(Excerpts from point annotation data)
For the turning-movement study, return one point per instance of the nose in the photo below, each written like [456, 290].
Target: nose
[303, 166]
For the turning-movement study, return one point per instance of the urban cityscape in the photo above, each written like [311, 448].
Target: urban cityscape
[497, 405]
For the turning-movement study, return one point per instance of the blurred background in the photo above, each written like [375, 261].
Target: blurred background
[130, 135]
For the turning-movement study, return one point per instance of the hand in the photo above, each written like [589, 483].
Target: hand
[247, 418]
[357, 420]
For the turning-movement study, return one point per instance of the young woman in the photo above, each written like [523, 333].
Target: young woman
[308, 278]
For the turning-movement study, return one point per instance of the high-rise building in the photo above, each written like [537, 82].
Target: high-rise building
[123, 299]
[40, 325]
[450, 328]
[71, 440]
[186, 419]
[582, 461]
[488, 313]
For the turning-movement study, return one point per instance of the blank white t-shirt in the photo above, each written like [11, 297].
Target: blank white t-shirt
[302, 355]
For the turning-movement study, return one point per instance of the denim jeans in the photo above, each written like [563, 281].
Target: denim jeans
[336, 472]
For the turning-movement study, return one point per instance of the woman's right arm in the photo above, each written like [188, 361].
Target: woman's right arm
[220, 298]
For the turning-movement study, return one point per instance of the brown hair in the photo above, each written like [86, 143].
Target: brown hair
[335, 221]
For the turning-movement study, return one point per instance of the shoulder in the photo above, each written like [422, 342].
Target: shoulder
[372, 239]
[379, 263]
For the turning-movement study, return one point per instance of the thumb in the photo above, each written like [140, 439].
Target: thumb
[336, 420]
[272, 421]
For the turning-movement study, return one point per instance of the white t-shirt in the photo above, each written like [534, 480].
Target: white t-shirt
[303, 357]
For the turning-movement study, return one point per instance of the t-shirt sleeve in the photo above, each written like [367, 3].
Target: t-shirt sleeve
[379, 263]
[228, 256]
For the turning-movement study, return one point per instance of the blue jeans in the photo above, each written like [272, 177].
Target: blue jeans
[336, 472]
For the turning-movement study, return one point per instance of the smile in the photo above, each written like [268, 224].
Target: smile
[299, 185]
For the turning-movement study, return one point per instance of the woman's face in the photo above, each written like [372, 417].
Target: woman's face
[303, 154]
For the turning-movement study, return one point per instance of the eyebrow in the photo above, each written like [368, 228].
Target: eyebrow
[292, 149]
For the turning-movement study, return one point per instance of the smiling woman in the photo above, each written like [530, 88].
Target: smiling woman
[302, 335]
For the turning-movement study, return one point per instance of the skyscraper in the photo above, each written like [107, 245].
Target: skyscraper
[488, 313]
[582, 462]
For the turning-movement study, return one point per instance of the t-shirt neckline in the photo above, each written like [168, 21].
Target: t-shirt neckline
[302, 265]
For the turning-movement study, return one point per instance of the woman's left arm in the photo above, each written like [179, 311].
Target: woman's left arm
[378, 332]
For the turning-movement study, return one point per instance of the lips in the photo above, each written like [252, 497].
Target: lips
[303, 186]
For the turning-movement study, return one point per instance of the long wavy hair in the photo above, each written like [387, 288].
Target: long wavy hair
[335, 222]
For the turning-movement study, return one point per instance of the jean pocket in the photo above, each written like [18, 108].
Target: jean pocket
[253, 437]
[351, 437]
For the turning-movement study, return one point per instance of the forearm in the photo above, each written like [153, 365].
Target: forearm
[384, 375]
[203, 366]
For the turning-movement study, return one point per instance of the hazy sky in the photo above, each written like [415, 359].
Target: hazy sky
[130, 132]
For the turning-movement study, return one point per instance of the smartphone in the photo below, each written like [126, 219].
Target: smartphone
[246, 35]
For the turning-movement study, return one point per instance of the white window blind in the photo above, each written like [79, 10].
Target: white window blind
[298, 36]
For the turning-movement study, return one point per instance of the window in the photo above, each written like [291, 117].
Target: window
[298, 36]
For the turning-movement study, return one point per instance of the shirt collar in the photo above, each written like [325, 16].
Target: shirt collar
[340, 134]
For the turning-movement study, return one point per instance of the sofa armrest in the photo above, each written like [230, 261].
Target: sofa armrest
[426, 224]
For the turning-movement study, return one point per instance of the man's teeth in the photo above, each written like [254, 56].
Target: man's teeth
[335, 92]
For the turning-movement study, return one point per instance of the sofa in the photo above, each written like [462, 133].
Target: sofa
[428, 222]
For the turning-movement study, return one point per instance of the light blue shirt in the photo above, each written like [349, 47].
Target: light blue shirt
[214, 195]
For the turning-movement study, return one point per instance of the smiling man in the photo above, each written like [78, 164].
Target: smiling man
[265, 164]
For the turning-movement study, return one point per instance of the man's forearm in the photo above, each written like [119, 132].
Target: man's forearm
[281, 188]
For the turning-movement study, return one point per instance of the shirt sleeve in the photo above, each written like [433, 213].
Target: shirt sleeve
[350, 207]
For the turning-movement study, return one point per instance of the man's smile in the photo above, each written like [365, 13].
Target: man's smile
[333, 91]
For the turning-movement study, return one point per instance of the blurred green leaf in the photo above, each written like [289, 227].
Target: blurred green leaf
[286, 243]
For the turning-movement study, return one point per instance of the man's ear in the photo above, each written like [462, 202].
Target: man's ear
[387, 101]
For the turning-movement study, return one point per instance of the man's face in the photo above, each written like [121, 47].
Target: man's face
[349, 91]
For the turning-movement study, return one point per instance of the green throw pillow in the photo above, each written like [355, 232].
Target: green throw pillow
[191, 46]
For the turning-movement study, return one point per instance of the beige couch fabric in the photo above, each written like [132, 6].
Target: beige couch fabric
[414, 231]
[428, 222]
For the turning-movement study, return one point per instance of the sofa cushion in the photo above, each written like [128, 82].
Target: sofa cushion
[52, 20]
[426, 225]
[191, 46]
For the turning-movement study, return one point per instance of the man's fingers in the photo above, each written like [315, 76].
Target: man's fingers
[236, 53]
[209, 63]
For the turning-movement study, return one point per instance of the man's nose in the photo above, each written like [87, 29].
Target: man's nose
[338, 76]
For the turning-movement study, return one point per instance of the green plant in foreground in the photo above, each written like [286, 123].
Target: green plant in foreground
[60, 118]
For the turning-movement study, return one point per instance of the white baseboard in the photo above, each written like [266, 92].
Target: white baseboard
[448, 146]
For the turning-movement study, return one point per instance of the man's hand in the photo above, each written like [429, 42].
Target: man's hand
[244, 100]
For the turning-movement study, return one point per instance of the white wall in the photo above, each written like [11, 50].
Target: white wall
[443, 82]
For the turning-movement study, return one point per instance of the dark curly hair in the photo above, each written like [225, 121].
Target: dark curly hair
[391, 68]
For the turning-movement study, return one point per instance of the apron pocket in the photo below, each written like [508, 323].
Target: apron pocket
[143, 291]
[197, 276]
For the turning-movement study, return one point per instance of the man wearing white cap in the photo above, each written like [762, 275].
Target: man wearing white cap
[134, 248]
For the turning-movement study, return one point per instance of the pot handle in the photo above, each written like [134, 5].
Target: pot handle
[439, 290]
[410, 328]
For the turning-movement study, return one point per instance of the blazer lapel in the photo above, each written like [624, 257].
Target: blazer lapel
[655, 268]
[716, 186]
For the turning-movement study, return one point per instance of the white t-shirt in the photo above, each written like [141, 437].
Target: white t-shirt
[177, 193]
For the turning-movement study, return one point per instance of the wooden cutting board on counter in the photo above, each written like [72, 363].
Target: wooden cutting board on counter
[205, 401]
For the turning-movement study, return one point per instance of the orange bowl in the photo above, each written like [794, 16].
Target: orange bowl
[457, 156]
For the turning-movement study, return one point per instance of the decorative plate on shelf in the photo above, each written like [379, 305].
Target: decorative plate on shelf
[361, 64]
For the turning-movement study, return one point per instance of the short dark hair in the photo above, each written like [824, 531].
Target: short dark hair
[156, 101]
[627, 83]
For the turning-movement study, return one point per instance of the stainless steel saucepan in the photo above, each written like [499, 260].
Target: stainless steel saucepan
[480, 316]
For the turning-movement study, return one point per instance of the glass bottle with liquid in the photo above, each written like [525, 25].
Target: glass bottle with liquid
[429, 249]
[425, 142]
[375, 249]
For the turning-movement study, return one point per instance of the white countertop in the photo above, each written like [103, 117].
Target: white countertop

■ **GIVEN TASK**
Reproduce everything from the line containing "like [499, 260]." down to the end of the items, substituting "pot" for each occurrence of "saucepan" and leaving all else unchanged.

■ **FINISHED TASK**
For the turning-movement study, return one point per instance of the stainless steel pot in the photo above, each written like [499, 260].
Target: stainless steel pot
[480, 316]
For the turning-movement study, return one point per instance of the glass bottle with liquid in the photo above, each written like [525, 25].
Target: glass bottle with liquid
[429, 249]
[425, 142]
[375, 249]
For the turning-movement study, return one point per instance of the white countertop in the photo above, each written like [103, 117].
Target: white countertop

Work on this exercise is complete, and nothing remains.